Work to complete
Every record, apart from its pictures, should be repeated exactly.

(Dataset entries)
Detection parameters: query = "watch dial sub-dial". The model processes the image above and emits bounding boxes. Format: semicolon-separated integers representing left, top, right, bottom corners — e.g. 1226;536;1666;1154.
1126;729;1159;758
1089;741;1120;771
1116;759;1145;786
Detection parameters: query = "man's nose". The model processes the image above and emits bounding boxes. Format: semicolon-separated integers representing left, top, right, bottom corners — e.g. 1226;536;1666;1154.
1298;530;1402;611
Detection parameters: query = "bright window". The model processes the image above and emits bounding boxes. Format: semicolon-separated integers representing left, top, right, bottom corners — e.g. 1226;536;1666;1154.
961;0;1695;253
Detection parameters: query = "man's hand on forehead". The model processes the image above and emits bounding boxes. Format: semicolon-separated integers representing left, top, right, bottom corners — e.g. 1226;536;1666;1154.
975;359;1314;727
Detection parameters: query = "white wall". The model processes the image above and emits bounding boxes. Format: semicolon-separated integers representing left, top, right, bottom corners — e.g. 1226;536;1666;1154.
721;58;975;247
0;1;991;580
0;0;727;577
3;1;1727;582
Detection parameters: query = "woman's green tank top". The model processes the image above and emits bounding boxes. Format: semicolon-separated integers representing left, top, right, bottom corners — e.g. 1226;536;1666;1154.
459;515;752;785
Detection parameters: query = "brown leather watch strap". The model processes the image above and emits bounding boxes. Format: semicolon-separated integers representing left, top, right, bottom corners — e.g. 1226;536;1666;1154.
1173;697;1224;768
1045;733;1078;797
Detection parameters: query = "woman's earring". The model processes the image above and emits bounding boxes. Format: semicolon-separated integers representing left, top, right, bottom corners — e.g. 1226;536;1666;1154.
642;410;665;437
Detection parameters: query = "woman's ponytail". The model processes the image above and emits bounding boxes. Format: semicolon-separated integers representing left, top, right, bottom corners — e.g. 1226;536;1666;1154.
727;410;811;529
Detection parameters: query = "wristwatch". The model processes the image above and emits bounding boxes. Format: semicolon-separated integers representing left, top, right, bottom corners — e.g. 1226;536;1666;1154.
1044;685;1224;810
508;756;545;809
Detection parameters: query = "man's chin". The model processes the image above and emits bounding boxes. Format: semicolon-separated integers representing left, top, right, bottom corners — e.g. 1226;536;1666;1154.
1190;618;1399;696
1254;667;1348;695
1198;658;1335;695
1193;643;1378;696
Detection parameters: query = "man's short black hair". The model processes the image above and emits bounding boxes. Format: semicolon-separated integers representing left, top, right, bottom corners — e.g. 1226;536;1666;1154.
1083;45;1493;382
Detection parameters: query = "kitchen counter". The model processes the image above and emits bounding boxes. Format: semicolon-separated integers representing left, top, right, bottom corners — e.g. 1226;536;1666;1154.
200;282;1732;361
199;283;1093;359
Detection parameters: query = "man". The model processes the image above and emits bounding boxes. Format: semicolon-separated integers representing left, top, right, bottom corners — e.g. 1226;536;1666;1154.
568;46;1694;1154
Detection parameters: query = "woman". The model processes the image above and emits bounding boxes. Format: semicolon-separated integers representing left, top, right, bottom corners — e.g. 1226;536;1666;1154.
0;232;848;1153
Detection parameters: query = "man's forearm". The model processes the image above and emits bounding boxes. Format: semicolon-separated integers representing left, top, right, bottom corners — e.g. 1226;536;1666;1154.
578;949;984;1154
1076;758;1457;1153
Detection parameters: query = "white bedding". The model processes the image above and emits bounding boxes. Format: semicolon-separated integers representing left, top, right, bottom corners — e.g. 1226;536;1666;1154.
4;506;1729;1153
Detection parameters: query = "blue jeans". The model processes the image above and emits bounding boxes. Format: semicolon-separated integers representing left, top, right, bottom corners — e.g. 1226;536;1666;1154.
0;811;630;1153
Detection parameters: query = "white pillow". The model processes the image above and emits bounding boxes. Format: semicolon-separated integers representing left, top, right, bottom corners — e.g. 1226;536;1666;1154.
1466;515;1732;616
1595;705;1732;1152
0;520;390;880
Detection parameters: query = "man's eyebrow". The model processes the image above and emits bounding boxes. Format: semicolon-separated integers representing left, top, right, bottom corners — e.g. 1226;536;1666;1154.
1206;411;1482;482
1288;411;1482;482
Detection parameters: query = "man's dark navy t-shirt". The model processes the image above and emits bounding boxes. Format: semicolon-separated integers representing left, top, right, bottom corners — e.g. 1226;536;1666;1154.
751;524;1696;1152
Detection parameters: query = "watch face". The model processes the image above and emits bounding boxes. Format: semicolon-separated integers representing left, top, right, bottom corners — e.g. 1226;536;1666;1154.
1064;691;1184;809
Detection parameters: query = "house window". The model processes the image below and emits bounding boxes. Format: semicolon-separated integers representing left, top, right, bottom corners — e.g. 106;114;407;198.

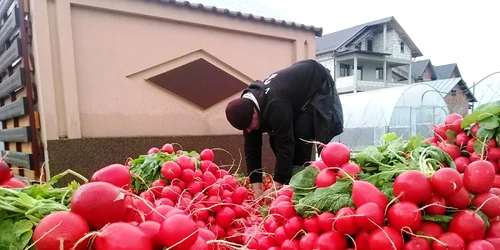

Exercise result
Detection parameters: query = "watch dial sub-dial". The model processes the image above and emits bounding boxes. Format: semicolon-separated integers representing left, top, right, bottom corners — e.g. 1226;536;1666;1154.
1126;729;1159;758
1089;741;1120;771
1116;759;1145;786
Detection parameters: query = "man's nose". The model processes the image above and emits bounding boxes. Format: semicolon-separated integers representing left, top, right, bottom corners — e.g. 1226;536;1666;1154.
1298;530;1402;611
Detection parameters: query = "bright window". The model processes the image above and emits bounding boxes. Format: semicolon-separated integers representing left, top, right, bottom corners — e.g. 1226;536;1666;1154.
961;0;1695;253
Detection parameters: query = "man's hand on forehead". The model processes the image above and emits bounding boxes. Format: semicolon-separated integers representing left, top, right, bottom corners — e.g. 1226;536;1666;1154.
975;359;1314;727
Detection parameters: query = "white wall". The model processes the image above and emits bounding boxes. Format: semicolon-separated integers representing left, top, right, bottom corners — e.g. 1226;536;1666;1154.
721;58;975;247
0;1;991;580
0;0;727;577
3;1;1727;582
Detection parameters: query = "woman's green tank top". The model processes the image above and emits bounding boxes. Format: semicolon-separated integers representing left, top, right, bottom corners — e.g. 1226;536;1666;1154.
459;515;752;785
Detection parameters: query = "brown leather watch strap". The model processes the image above and emits bounding boxes. Format: semicolon-separated integers representing left, top, right, bottom corners — e.g. 1226;536;1666;1154.
1173;697;1224;768
1045;733;1078;797
Detection parameters: query = "woman's earring". The model processes the image above and emits bounding boxes. Format: semicolon-separated integers representing left, top, right, bottom corners — e.g. 1226;536;1666;1154.
642;410;665;437
Detection parameters: query = "woman's ponytail". The model processes the image above and emits bounding boxes. Format: semicolon-separated integers representing left, top, right, bottom corners — e.g. 1226;536;1666;1154.
727;410;811;529
Detection parameters: query = "wristwatch". The model processes the image above and emits bounding boxes. Format: semicolon-separated integers representing left, top, right, bottom corners — e.g. 1226;536;1666;1154.
1044;685;1224;810
508;756;545;809
Detection parameters: query = "man's chin". The model processes the image above and emits bounding boxes. Format: semicolon-separated integers representing left, top, right, bottom corners — e.g. 1226;536;1666;1154.
1190;618;1399;696
1254;667;1348;695
1198;658;1335;695
1193;643;1378;696
Detection parameters: query = "man's short black hair". The model processes the image above and emits bounding boxes. Format: semicolon-separated integers representing left, top, right, bottom corners — e.g. 1226;536;1666;1154.
1083;45;1493;382
Detection parameters: query = "kitchen counter". The model processes the image above and emits bounding boxes. Format: semicolon-separated integers representing left, top, right, bottom corners — e.g. 1226;536;1666;1154.
200;282;1732;361
199;283;1093;359
Detection parameters: query = "man". The model processes the image above and emits bounding boxes. Format: semicolon-separated integers representing left, top, right, bottom corners — e.g. 1226;536;1666;1154.
568;46;1694;1154
Detection parameters: query = "woman". The model processes the image above and emits bounding boxes. Format: semicolon-separated integers representing left, top, right, bottom corners — e.g. 1226;536;1666;1154.
0;232;848;1153
Detection parameters: query = "man's forearm". The model processes the image above and emits bounding boxes. Format: semicolon-separated integers representing left, top, right, bottom corners — e.g. 1226;536;1666;1154.
578;949;984;1154
1076;758;1457;1153
Detection parameters: query = "white bedding". The model processes the image above and emits bounding boxes. Format: semicolon-separated integers representing left, top, right, bottom corners — e.g. 1226;536;1666;1154.
4;506;1729;1153
Detection parameters: query = "blue jeans". The model processes the image above and emits bounding boxes. Format: semicolon-separated integers representing left, top, right, bottom corners — e.g. 1226;536;1666;1154.
0;811;630;1153
Detection parameters: query = "white pillow". The model processes the image above and emits bounding boxes. Format: semicolon-separated integers representing left, top, right, bottom corners — e.g. 1226;536;1666;1154.
1466;515;1732;616
1595;705;1732;1152
0;520;390;880
Detection parameters: query = "man's eyebrow". The model processes the image above and emits bounding boxes. Format: semicolon-separated integers representing left, top, right, bottom corners — e.g. 1226;536;1666;1154.
1206;411;1482;482
1288;411;1482;482
Detection parameters: query = "man's dark navy t-shirt". The model processes the image above and emits bounding boxes. Format: semicolon-separated integers representing left, top, right, bottom corners — e.g. 1226;536;1666;1154.
751;524;1696;1152
Detection parameters: query = "watch face". The model processes the image above and emits bounding boxes. Format: semicolon-separated integers representing left, top, right, bottom corners — e.g. 1226;536;1666;1154.
1064;691;1184;809
Detection parameters: query = "house window". The model processes the image below and emits bounding boxes. Format: semicolon-separated integers representing left, top, right, bottom corners — e.g. 106;114;407;198.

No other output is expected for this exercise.